# An Essential Question for the PCA



## greenbaggins (Oct 19, 2010)

I was reading a recent acquisition, Herman Witsius’s Sacred Dissertations on the Apostles’ Creed. Dissertation 2 was worth the price of admission for me. It is entitled “On Fundamental Articles.” In this article, Witsius tries to do the impossible. Whether he succeeded or not is a fair question, but no one could deny that he says some very important things along the way. The question he is seeking to answer, and one that is essential for the PCA right now, is this: how can we know what doctrines are fundamental and/or necessary to the Christian faith?

Witsius is cautious about this, as it is an exceedingly difficult question. He writes, “This, indeed, is so abstruse a topic, that it has very much embarrassed even the most judicious and acute Theologians who have attempted to explain it; and scarcely any one has given full satisfaction to himself, much less to others” (p. 16 of volume 1). Throughout this particular dissertation, we find similar statements of caution. For instance, he says also, “To point out the articles necessary to salvation, and precisely to determine their number, is a task, if not utterly impossible, at least extremely difficult” (p. 27). And especially when it comes to judging the state of salvation must we be careful: “It does not become us to ascend into the tribunal of God, and to pronounce concerning our neighbor, for how small a defect of knowledge, or for how inconsiderable an error, he must be excluded from heaven. It is much safer to leave that to God” (p. 29). This is immediately balanced, however, with a statement that ensures critical and judicial thinking on the part of the church: “It may not be safe and expedient for us to receive into church-fellowship, a person chargeable with some error or sin; whom, however, we should not dare, on account of that error or sin, to exclude from heaven” (ibid). In other words, on the one hand, delineating which doctrines are essential for salvation is very difficult. On the other hand, we must not on that account stop trying to determine this, nor should we equate membership in our church with membership in heaven. Witsius says unequivocally that “her (the church, LK) safety is ill consulted by those who, under the specious pretext of peace and toleration, would have her to embrace with open arms, all that hold errors not entirely fundamental” (p. 32). We can afford, nay, cannot afford not, to be stricter when it comes to what the church teaches in comparison with what is necessary to be saved. Otherwise, the peace and purity of the church will always be suspect.

In terms of actual criteria of what constitutes fundamental doctrine, Witsius is exceedingly helpful and careful. First, some helpful distinctions are in order concerning the realm of necessity:

[D]octrines may be said to be necessary,-to Salvation,-or to Religion,-or to the Church. A doctrine, without the knowledge and faith of which, God does not save grown-up persons, is necessary to Salvation; that, without the profession and practice of which, no one can be considered religious, is necessary to Religion; and that, without which none is admitted to the communion of the visible church, is necessary to the Church.​
It seems fairly clear that Witsius’s intention here is to delineate three expanding realms of necessity. The smallest is Salvation, next is Religion, and the last is Church. In other words, the fewest number of doctrines are necessary for salvation, more are required for Religion, and most are required for the Church.

**Set of tasks:**
- 1) Answer the following questions using the post:
(a) What is the title of Dissertation 2?
(b) On which page does Witsius say, "It is much safer to leave that to God"?
(c) Which of the three realms of necessity requires the fewest doctrines?
- 2) Rewrite the part of the post that opens with the words containing "# An Essential" and closes with "the Christian faith?", changing "acquisition" to "purchase".

**Dataset content:**
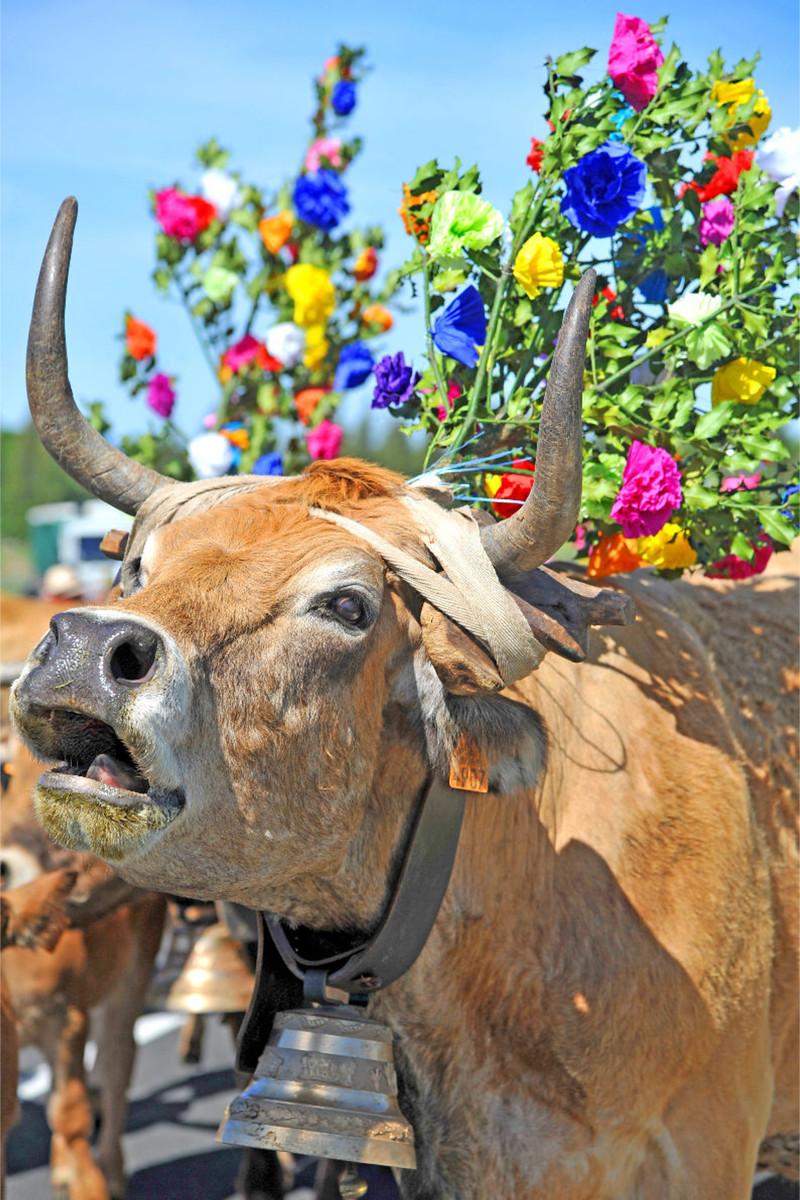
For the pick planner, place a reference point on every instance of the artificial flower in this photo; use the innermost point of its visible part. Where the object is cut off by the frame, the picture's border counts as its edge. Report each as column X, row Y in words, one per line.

**Solutions to the exercise:**
- 1)
(a) "On Fundamental Articles."
(b) Page 29.
(c) Salvation.

- 2)
# An Essential Question for the PCA



## greenbaggins (Oct 19, 2010)

I was reading a recent purchase, Herman Witsius’s Sacred Dissertations on the Apostles’ Creed. Dissertation 2 was worth the price of admission for me. It is entitled “On Fundamental Articles.” In this article, Witsius tries to do the impossible. Whether he succeeded or not is a fair question, but no one could deny that he says some very important things along the way. The question he is seeking to answer, and one that is essential for the PCA right now, is this: how can we know what doctrines are fundamental and/or necessary to the Christian faith?